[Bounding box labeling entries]

* BEGIN *

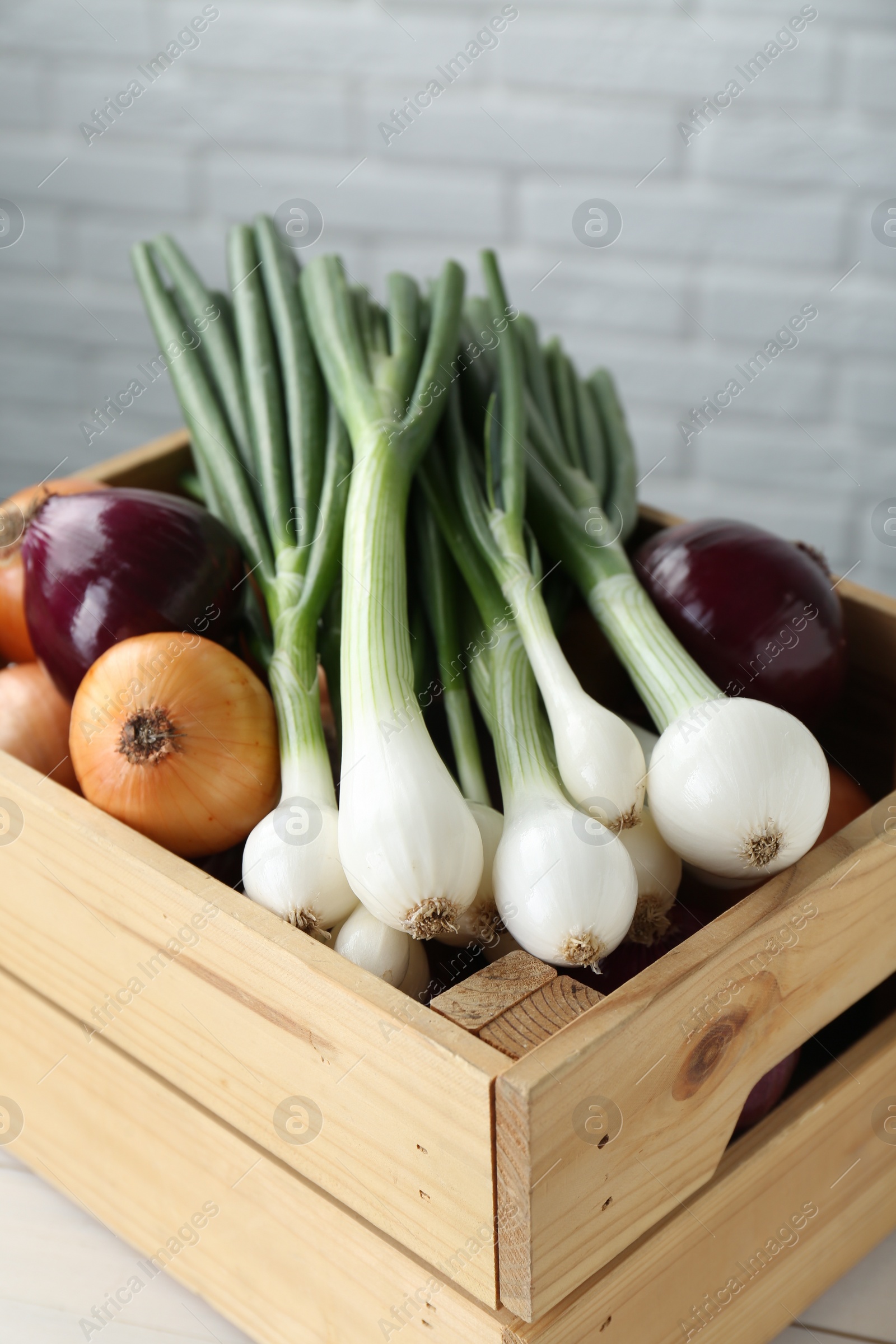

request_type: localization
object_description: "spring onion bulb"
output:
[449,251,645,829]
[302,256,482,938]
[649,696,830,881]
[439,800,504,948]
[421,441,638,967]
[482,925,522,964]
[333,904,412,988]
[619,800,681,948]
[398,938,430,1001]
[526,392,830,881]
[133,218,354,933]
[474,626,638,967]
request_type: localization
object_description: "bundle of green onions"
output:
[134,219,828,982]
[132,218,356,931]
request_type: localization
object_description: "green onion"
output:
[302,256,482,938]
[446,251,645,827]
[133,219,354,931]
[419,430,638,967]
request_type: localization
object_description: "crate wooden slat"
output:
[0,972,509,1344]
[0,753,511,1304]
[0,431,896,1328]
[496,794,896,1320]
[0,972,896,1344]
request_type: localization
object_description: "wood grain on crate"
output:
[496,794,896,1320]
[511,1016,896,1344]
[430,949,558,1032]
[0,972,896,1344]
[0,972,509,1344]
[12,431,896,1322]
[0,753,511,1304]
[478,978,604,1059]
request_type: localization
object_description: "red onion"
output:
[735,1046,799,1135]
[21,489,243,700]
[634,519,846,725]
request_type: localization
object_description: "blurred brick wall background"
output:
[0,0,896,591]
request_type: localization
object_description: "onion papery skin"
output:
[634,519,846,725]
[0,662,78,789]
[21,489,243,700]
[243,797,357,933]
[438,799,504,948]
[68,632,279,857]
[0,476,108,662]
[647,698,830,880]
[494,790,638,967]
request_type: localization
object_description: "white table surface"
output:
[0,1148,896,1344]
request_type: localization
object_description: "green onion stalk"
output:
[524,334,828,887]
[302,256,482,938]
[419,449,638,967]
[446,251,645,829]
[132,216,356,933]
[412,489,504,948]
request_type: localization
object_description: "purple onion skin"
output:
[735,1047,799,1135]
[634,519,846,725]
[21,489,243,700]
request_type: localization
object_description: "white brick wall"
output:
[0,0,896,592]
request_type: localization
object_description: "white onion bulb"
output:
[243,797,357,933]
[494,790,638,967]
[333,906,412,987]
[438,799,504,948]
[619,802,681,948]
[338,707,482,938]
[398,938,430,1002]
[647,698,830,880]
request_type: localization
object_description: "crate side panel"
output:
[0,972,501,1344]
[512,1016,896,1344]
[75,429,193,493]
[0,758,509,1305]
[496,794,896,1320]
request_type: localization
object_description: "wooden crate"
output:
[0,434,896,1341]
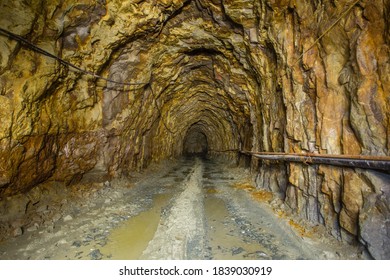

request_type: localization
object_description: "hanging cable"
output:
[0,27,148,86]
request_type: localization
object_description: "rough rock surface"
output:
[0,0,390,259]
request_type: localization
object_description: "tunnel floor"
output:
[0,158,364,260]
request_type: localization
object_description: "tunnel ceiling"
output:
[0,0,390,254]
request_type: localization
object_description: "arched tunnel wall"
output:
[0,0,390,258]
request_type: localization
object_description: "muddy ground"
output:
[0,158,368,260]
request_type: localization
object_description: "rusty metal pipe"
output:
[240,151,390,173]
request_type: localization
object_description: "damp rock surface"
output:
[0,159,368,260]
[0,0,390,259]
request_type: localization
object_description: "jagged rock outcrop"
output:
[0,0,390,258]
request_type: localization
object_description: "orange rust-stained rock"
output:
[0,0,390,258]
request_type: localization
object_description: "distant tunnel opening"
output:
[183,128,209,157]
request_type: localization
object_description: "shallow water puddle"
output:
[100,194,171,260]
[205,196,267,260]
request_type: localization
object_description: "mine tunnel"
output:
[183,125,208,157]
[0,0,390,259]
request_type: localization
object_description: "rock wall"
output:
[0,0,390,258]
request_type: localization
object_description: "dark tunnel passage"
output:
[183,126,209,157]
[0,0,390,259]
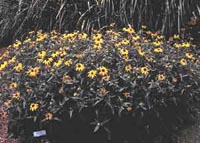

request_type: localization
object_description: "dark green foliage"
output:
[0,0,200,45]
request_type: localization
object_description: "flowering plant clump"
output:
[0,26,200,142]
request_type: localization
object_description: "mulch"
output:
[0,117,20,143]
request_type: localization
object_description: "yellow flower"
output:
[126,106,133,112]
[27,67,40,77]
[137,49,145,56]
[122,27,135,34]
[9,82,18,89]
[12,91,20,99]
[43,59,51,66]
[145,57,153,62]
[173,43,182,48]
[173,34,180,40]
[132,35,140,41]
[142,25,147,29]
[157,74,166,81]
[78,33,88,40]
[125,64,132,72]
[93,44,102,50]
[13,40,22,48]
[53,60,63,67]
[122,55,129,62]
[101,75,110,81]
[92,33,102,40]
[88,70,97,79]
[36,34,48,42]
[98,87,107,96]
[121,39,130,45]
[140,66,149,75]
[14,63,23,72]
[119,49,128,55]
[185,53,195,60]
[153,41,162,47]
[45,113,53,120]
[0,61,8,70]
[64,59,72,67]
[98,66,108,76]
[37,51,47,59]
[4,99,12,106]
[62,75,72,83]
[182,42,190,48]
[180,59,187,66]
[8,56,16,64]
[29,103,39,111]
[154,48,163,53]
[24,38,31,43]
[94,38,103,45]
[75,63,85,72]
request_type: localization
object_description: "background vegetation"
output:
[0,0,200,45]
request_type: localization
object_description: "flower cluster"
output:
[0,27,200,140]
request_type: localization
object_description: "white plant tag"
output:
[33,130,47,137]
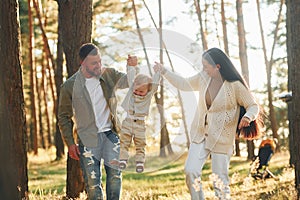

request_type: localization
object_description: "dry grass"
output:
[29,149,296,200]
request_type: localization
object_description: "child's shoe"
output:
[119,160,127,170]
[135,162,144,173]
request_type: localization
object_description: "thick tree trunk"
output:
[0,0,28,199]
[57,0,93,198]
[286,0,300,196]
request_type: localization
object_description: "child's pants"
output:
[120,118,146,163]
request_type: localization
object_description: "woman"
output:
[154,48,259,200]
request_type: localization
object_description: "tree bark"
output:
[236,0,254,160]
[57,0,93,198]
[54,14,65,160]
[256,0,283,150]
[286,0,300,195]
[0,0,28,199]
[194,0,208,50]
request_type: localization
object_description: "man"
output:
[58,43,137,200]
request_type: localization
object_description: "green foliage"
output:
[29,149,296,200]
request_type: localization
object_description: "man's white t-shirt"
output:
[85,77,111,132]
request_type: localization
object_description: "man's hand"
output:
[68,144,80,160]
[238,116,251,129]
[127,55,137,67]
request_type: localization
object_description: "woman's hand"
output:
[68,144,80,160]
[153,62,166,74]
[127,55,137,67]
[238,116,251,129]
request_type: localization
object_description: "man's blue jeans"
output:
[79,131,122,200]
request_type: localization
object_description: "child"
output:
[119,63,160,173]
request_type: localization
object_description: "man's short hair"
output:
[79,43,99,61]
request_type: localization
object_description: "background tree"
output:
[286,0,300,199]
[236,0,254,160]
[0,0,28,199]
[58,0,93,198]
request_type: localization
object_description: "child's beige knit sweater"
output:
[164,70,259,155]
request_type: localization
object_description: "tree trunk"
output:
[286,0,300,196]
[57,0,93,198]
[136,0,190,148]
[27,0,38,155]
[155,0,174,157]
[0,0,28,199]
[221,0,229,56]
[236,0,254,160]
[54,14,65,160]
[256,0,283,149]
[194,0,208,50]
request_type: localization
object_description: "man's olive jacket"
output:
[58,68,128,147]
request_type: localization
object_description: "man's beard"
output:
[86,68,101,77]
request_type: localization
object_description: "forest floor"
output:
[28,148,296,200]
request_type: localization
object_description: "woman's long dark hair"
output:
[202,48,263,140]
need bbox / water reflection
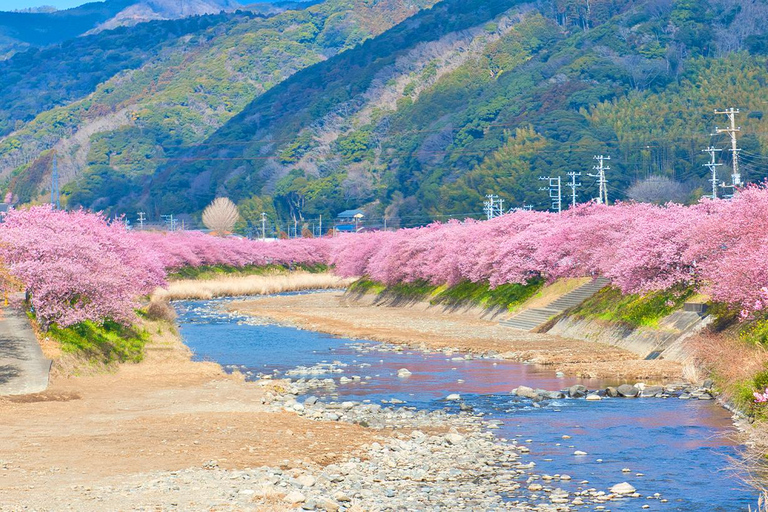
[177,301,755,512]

* END *
* BEGIN *

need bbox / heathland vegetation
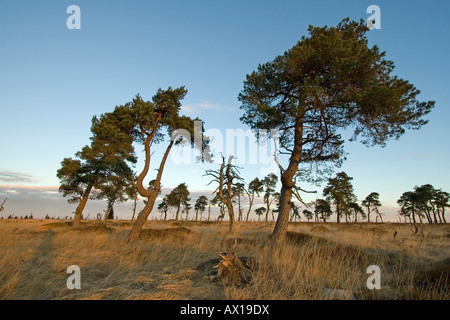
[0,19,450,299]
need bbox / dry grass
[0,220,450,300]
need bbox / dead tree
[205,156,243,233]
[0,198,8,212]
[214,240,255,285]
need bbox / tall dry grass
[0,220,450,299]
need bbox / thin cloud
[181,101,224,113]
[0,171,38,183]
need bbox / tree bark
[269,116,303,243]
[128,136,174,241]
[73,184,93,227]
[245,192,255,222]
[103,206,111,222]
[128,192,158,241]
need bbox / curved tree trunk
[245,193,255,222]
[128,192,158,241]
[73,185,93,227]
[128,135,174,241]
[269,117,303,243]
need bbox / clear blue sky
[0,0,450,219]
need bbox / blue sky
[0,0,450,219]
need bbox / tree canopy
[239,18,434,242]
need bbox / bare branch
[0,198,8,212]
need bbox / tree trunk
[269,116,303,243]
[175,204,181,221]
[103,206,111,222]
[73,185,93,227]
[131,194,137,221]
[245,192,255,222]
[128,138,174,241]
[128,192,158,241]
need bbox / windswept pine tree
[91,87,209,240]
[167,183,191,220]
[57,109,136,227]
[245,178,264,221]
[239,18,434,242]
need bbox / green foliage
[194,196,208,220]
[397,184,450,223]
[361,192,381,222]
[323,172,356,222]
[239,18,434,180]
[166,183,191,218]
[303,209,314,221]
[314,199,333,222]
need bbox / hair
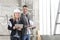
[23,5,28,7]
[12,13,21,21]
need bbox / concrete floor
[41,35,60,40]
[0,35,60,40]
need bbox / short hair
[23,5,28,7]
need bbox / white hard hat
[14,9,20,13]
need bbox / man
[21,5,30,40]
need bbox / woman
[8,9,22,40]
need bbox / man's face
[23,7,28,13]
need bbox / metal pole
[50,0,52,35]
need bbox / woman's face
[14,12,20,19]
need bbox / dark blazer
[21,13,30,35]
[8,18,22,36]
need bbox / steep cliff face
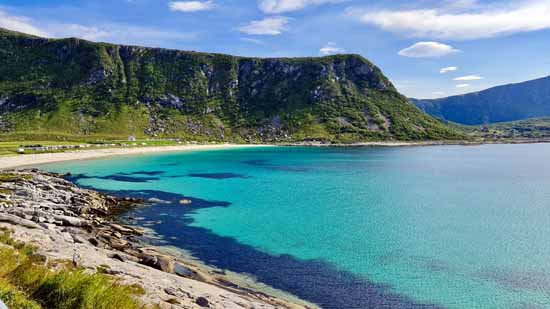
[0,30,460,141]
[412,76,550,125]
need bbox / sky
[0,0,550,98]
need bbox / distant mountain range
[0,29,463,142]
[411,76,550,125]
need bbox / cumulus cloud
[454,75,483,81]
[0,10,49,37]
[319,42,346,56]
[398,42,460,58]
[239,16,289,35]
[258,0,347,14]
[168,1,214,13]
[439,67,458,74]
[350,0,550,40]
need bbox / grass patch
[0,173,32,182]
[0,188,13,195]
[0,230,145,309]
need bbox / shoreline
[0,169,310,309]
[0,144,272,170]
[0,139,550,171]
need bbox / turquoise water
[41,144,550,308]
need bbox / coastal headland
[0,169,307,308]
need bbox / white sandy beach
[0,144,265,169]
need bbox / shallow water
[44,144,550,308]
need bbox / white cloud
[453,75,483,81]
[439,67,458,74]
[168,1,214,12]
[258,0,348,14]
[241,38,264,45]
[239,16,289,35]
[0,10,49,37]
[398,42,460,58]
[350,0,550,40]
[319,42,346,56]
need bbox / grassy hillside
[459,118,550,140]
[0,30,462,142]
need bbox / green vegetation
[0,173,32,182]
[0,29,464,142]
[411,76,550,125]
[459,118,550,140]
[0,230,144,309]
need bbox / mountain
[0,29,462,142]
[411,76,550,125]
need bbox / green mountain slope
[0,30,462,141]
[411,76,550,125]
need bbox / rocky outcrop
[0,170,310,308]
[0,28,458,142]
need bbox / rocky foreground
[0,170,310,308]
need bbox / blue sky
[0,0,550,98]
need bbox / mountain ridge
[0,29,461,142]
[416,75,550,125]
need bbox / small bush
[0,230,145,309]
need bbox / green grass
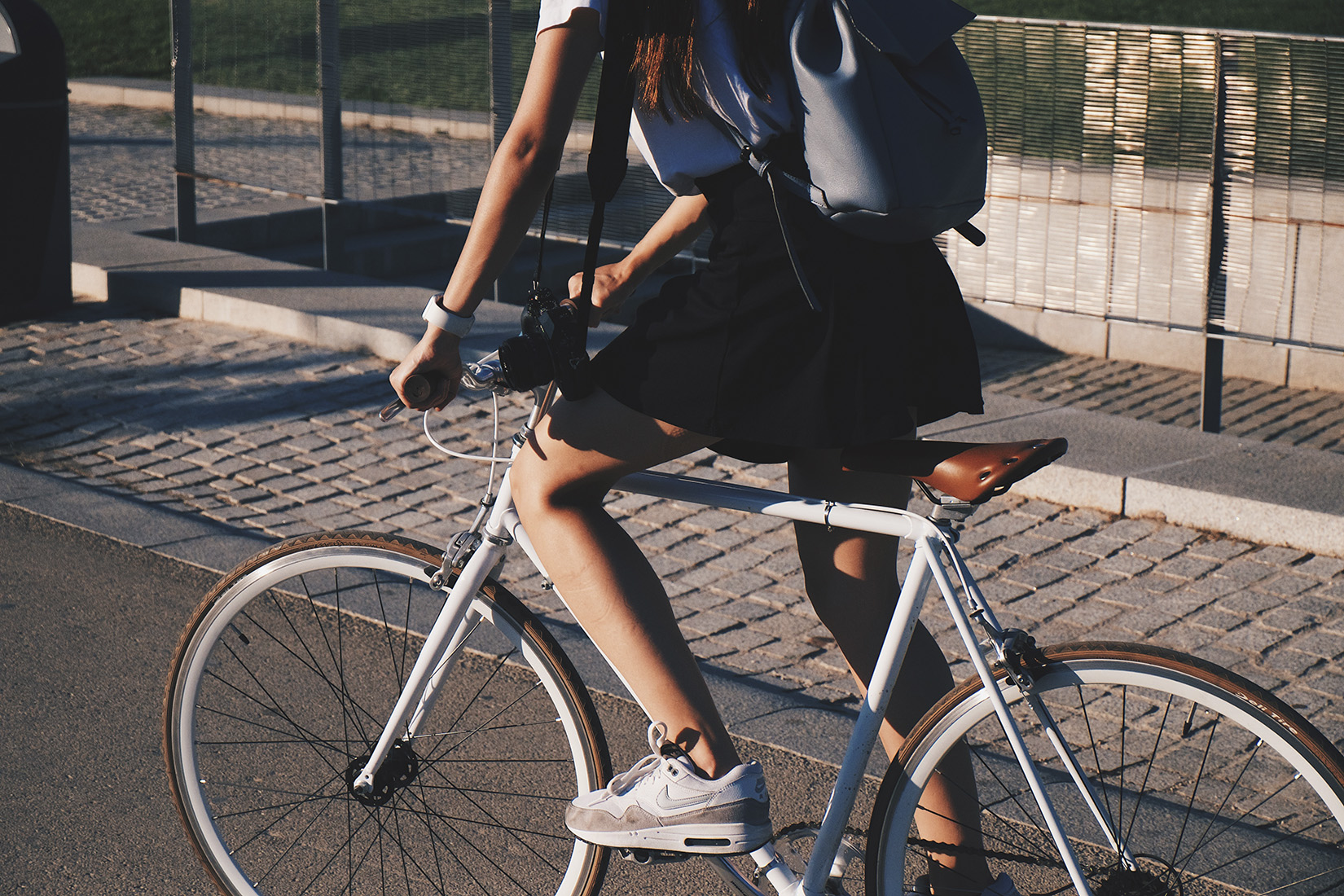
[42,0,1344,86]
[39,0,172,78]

* END *

◆ Work to be completed
Please pick out every line in the data above that contains the word "plant" and copy each of those lines. Case counts when matching.

◆ Solution to the problem
object_description: "flowering plant clump"
object_description: "white plant tag"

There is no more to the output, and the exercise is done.